Exercise tasks:
1 – Reproduce verbatim the passage of the lumber conversion opinion that begins with the words containing "In 1949, after" and ends with "October 21, 1951.".
2 – Carry the lumber conversion opinion forward from the point at which it stops.

━━━━━ Exercise text ━━━━━

The action in the court below involved a claim of damages for conversion of lumber cut from timber-lands owned by plaintiff. The matter was heard by the court sitting without a jury. It is from the judgment for defendant, plaintiff appeals.
Viewing the evidence in a light most favorable to respondent, the essential facts are these: Plaintiff and his wife owned timber-bearing lands in Tulare County. On August 2, 1948, *377they entered into a timber sales agreement with Jones Lumber and Mill Company (hereinafter referred to as Jones Company) under which it was to enter plaintiff’s land and cut and log timber. The contract provided in paragraph Two: “that no title or ownership of any timber shall pass from seller until after the timber is cut,” and payment therefor shall be made each week for all timber cut the preceding week. Paragraph Pour required compliance with all laws, rules and regulations pertaining to logging; and paragraph Eleven provided that should Jones Company fail to cut and pay for timber as required it shall have no right to continue cutting without prior written authorization from plaintiff.
On August 6,1948, Jones Company moved a small mill onto the property and proceeded to cut timber which it sold to various purchasers, including defendant. On October 8, 1948, plaintiff visited the premises, observed a lack of adequate fire protection and orally advised Jones Company he was terminating the agreement. He also notified it in writing on October 11, 1948.
Up to October 8, 1948, defendant, a prior customer of Jones Company, made from it considerable purchases of timber cut and logged, receiving 11 loads. Thereafter, defendant took three loads of lumber from plaintiff’s property— 2 on October 19, 1948, and 1 on October 21, 1948. In all, defendant bought from Jones Company, and fully paid for, 86,958 board feet of lumber. On October 25, 1948, defendant made to Jones Company its last payment in full for all lumber purchased by it, concluding their dealings.
Prior to October 11, 1948, plaintiff had received various payments from Jones Company for timber cut; and from that date through the beginning of December, 1948, plaintiff continued to receive and cash checks from Jones Company on account of lumber cut and logged by it, the last, in the sum of $1,600 dated December 3, 1948. During the last of November or the first part of December, 1948, plaintiff, claiming he had not received all of the money due from Jones Company under the contract, told defendant’s vice-president he intended to sue Jones Company for monies due him; and on December 9, 1948, plaintiff’s wife sued Jones Company in Tulare County. In this suit plaintiff and his wife acknowledged receipt of the payments from Jones Company on account of timber cut and logged under the agreement of August 2, 1948, and sued to recover the balance due. In that action certain monies due Jones Company in the hands *378of another of its customers, Brush Industrial Lumber Company, were attached.
Subsequently, on June 24, 1949, Jones filed a petition in bankruptcy in the federal court, Number 6688, in which proceeding plaintiff’s wife filed a claim based on the contract of August 2,1948.
In 1949, after the filing of the bankruptcy proceeding, plaintiff asked defendant’s vice-president to aid him in establishing his claim against Jones Company under the contract by supplying him with an account of the amount of lumber received by defendant from Jones Company and paid for. Defendant did so. Jones was adjudicated a bankrupt and on September 29, 1949, plaintiff filed a petition to reclaim his timber property in the federal court, which petition was granted September 27, 1951. Its order was entered October 21, 1951.
Subsequent to the discharge of Jones as a bankrupt, plaintiff on August 15, 1951, made his first and only demand on defendant for the return of the lumber it had purchased from Jones Company and fully paid for, or its purchase price. This action for conversion resulted.

━━━━━ Source information ━━━━━

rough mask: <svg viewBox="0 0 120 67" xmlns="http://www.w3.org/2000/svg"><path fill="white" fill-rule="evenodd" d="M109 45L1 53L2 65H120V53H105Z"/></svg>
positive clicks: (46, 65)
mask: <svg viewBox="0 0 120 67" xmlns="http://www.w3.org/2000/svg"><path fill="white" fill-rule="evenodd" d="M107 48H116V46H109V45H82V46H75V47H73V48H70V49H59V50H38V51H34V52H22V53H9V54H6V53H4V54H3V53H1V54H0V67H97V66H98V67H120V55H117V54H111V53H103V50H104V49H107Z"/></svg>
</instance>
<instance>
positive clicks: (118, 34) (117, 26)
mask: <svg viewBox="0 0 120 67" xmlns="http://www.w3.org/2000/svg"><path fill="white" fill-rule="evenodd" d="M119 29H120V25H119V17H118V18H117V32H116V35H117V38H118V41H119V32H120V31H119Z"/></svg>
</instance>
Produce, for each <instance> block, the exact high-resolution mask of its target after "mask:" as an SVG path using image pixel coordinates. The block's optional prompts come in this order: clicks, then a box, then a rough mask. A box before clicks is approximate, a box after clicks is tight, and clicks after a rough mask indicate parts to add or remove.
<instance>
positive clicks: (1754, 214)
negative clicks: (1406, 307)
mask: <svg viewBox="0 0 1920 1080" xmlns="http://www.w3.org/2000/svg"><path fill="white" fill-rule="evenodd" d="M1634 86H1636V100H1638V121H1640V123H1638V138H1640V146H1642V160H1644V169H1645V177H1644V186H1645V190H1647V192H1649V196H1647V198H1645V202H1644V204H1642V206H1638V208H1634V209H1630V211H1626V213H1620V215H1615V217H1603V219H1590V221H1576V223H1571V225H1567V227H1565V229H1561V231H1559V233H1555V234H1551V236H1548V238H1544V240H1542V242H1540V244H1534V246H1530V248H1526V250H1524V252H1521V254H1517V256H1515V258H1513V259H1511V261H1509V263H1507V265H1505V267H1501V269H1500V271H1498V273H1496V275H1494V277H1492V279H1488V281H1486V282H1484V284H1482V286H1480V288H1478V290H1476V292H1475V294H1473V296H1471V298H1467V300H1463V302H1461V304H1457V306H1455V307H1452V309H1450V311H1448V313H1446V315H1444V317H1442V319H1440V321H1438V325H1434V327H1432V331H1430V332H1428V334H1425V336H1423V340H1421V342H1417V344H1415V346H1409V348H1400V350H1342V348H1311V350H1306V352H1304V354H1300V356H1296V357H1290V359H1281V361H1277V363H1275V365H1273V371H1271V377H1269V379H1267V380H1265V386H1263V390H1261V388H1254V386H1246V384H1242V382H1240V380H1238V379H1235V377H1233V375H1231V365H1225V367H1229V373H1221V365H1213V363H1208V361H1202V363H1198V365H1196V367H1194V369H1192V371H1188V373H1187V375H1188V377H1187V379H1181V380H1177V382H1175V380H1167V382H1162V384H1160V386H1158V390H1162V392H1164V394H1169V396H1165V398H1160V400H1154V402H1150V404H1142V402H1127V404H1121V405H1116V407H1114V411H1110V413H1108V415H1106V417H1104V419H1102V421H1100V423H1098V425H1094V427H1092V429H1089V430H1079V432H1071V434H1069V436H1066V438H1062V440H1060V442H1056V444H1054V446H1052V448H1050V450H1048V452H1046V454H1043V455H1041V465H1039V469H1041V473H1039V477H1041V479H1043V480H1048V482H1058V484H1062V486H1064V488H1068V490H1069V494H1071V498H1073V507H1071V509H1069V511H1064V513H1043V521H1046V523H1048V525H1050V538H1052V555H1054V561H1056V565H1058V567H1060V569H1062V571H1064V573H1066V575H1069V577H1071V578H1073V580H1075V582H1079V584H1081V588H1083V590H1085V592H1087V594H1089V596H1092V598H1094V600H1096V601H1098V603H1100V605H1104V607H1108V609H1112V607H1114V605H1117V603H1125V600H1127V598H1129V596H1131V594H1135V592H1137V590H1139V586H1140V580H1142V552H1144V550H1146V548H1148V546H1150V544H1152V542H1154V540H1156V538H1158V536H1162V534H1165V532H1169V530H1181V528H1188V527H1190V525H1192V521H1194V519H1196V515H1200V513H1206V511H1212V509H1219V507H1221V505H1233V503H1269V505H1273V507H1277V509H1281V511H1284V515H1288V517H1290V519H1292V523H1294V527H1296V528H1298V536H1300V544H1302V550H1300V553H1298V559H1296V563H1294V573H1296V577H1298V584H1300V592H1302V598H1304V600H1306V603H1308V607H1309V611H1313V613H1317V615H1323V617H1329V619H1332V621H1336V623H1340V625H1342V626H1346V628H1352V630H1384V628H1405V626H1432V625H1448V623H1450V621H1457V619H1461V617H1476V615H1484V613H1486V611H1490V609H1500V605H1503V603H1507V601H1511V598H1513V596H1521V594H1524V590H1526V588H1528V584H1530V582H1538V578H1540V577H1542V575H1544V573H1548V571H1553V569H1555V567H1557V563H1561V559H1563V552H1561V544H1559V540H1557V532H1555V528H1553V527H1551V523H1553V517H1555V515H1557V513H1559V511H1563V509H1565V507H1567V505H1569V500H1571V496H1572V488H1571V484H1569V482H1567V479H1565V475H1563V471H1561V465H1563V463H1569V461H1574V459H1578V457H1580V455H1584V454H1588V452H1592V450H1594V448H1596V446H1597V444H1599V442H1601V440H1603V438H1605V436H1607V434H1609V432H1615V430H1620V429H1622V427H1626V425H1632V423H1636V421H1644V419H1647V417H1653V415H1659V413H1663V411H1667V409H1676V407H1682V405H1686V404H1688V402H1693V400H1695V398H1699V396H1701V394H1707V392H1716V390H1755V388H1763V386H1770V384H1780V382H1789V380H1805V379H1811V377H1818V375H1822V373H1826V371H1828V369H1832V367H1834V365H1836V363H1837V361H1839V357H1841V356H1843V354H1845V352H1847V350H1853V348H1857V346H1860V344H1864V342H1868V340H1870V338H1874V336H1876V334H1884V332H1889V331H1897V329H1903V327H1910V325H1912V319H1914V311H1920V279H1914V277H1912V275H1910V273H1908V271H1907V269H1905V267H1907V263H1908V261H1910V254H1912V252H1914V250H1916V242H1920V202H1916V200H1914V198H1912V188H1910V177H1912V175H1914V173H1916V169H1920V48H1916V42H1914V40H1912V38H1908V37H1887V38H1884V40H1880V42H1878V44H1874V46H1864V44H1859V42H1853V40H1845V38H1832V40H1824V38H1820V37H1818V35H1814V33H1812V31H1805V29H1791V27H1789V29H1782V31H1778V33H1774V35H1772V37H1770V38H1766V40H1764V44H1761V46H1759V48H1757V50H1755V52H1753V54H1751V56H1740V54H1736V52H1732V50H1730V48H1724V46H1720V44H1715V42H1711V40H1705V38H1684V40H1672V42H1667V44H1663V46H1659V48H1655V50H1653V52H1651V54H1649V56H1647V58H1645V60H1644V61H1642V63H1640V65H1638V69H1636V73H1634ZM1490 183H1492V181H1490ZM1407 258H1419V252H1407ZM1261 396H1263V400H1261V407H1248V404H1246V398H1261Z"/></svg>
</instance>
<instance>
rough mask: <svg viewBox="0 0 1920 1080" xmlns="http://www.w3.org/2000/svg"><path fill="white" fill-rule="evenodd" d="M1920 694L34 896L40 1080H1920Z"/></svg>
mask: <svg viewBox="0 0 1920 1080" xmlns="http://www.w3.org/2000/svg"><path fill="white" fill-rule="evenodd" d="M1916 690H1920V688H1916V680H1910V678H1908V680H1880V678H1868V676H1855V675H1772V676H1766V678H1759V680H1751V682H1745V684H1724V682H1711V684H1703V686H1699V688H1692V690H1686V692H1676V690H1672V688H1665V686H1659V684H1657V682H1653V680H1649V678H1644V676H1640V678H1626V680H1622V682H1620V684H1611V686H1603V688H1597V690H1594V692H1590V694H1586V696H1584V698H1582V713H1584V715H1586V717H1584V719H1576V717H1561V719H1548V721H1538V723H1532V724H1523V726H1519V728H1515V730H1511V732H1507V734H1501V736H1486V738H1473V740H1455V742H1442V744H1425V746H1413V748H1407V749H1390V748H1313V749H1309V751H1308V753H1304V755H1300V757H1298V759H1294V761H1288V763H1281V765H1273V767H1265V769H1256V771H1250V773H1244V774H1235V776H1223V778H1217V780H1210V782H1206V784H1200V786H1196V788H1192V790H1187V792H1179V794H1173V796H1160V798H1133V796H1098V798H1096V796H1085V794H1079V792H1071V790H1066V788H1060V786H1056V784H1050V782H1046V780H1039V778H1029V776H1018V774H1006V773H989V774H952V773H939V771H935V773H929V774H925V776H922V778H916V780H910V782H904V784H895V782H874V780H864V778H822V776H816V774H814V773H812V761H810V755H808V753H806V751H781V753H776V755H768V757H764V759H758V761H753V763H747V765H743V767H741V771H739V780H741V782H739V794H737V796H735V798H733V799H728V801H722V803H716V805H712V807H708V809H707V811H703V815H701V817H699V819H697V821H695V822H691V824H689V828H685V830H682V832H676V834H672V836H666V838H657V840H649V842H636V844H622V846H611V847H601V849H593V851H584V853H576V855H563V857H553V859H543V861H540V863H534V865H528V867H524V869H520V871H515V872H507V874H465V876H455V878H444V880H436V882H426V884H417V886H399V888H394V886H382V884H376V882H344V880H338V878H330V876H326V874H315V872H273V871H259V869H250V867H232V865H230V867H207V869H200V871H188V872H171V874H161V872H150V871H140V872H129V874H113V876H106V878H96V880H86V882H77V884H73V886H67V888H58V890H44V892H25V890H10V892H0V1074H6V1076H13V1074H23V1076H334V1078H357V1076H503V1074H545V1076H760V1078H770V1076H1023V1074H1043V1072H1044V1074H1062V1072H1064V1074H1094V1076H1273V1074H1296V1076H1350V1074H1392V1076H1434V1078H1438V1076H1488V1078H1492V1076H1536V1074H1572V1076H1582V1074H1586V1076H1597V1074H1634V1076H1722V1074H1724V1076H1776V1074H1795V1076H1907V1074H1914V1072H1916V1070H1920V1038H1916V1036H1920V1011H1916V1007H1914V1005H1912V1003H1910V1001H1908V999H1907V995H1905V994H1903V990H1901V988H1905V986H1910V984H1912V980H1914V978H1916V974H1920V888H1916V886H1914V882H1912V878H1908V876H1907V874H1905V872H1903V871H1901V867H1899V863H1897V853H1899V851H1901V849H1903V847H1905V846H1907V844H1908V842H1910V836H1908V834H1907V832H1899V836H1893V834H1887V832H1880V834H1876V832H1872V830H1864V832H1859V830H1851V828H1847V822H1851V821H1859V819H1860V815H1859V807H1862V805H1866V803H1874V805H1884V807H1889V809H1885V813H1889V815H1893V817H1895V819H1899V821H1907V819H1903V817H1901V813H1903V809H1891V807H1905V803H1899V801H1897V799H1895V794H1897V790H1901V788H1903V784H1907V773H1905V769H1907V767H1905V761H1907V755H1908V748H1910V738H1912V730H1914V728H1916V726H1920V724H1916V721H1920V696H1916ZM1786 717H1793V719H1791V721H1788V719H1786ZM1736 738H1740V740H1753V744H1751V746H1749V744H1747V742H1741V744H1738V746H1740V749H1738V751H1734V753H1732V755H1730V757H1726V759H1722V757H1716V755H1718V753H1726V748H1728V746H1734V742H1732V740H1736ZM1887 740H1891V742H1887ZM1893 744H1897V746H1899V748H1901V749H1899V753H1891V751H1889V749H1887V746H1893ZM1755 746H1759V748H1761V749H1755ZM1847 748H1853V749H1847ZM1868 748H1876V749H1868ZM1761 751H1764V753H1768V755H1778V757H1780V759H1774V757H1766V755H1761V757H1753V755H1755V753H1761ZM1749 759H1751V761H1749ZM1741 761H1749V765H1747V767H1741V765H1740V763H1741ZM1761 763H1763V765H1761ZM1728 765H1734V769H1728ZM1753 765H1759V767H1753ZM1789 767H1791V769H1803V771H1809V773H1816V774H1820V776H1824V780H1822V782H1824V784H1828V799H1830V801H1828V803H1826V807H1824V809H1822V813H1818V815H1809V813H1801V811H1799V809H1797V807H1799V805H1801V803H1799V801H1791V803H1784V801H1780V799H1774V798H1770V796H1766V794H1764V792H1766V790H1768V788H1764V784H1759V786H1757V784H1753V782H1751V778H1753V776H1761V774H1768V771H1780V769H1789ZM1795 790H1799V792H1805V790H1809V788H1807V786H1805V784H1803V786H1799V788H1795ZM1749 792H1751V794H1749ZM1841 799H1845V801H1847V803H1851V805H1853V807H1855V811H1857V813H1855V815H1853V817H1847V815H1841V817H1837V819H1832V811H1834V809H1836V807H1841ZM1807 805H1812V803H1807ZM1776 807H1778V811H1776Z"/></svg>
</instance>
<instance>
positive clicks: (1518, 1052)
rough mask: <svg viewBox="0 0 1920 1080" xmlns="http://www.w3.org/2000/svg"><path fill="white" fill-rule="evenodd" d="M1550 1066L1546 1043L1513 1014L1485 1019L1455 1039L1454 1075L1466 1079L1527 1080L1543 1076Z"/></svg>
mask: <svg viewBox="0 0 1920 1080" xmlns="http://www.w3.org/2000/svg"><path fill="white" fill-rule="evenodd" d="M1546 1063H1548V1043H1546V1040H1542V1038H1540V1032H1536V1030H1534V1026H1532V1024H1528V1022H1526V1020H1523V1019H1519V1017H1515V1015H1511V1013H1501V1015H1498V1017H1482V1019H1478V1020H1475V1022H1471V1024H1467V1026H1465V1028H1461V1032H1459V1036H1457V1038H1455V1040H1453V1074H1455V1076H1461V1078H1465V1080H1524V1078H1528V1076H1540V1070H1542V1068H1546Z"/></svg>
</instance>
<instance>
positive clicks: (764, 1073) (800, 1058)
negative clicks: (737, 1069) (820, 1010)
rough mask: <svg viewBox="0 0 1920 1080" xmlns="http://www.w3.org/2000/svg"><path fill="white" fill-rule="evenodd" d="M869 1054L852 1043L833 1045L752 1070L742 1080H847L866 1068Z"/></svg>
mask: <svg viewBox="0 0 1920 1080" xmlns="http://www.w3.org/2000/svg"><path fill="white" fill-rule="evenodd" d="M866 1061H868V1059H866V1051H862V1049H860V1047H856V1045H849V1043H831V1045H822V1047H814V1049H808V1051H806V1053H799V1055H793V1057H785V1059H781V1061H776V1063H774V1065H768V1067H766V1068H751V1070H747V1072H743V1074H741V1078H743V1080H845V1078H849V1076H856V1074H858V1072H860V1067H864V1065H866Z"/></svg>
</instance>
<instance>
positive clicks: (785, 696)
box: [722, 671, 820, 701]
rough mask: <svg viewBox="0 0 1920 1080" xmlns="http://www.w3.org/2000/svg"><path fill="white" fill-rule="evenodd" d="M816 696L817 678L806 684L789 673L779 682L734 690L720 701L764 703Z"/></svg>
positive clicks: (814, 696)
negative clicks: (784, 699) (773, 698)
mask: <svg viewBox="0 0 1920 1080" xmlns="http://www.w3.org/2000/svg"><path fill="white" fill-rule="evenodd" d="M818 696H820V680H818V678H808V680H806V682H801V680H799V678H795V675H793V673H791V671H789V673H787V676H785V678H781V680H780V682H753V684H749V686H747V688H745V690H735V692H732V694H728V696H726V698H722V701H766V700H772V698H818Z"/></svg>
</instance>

━━━━━

Activity answers:
1 –
In 1949, after the filing of the bankruptcy proceeding, plaintiff asked defendant’s vice-president to aid him in establishing his claim against Jones Company under the contract by supplying him with an account of the amount of lumber received by defendant from Jones Company and paid for. Defendant did so. Jones was adjudicated a bankrupt and on September 29, 1949, plaintiff filed a petition to reclaim his timber property in the federal court, which petition was granted September 27, 1951. Its order was entered October 21, 1951.

2 –
With respect to the lumber purchased by defendant from Jones Company, the trial court found that: “said Jones Lumber and Mill Company had title to said lumber and were the owners thereof and that the plaintiff and the said Elma Eistrat did not at any time subsequent to August 2, 1948, and do not now have, nor did either of them have at any time subsequent to August 2, 1948, nor now have, any right, title or interest in or to said lumber, or any part thereof. ’ ’
Appellant has made a general attack on all of the court’s findings, urging that “there is no substantial support in evidence to support any of the findings as to any facts found.” His real contention seems to be that since Jones Company violated the fire laws, and hence the terms of the agreement, all lumber cut by it was wrongfully cut, title did not pass to it, and therefore could not pass to defendant.
Basically, the main issue before this court is whether the trial court’s finding that Jones Company had title to the lumber sold to defendant is supported by substantial evidence.
If plaintiff failed to meet the burden of proving his ownership to the cut lumber and right to its possession, the judgment of the trial court must be affirmed. It is well settled that “ (I)n an action for conversion plaintiff must prove either- (1) ownership with the right of possession, or (2) actual *379possession of the article claimed to have been converted at the time of the alleged conversion. (Citations.) ” Scutt v. Bassett, 86 Cal.App.2d 373, at page 375 [194 P.2d 781]. Applying the foregoing rule to the evidence in the instant case, it is clear plaintiff failed to establish a cause of action for conversion. The record shows that plaintiff had neither ownership of the lumber with a right to its possession, nor actual possession of it; and that Jones Company had good title to all lumber it cut and logged under the August 2, 1948, contract, and sold to defendant.
Nor is there evidence that the 3 loads of lumber taken by defendant from plaintiff’s property after October 8, 1948, were cut after the termination of the contract, in fact, the evidence points the other way. Jones Company’s mill was not in operation on October 8, 1948; on that day its logging contractor told Jones in plaintiff’s presence that he would do no more cutting,- and there is no evidence that any cutting took place after October 8, 1948. In its letter of October 14, 1948, to plaintiff protesting termination of the contract, Jones Company advised him that the felling of timber had run about 25,000 feet ahead of the logging operation. Obviously, the three loads of lumber taken by defendant after October 8, 1948, were cut before the termination of the contract, although not all removed by defendant until October 21, 1948. As to whether Jones Company had title to the already cut timber it is clear both from the contract itself and the authorities that timber severed from the soil under the provisions of an agreement, license or permit, before the expiration or revocation thereof, becomes the personal property of the purchaser or licensee. He is vested with the rights incident to ownership of personal property and is entitled to remove it as his own. (Sorensen v. Jacobson (1951), 125 Mont. 148 [232 P.2d 332, 26 A.L.R.2d 1186]; 54 C.J.S., § 29(c), Logs and Logging, pp. 730-731.) One who has felled lumber under a purchase agreement retains title to the lumber after the agreement has been revoked. (Anderson v. Moothart, 198 Ore. 354 [256 P.2d 257].)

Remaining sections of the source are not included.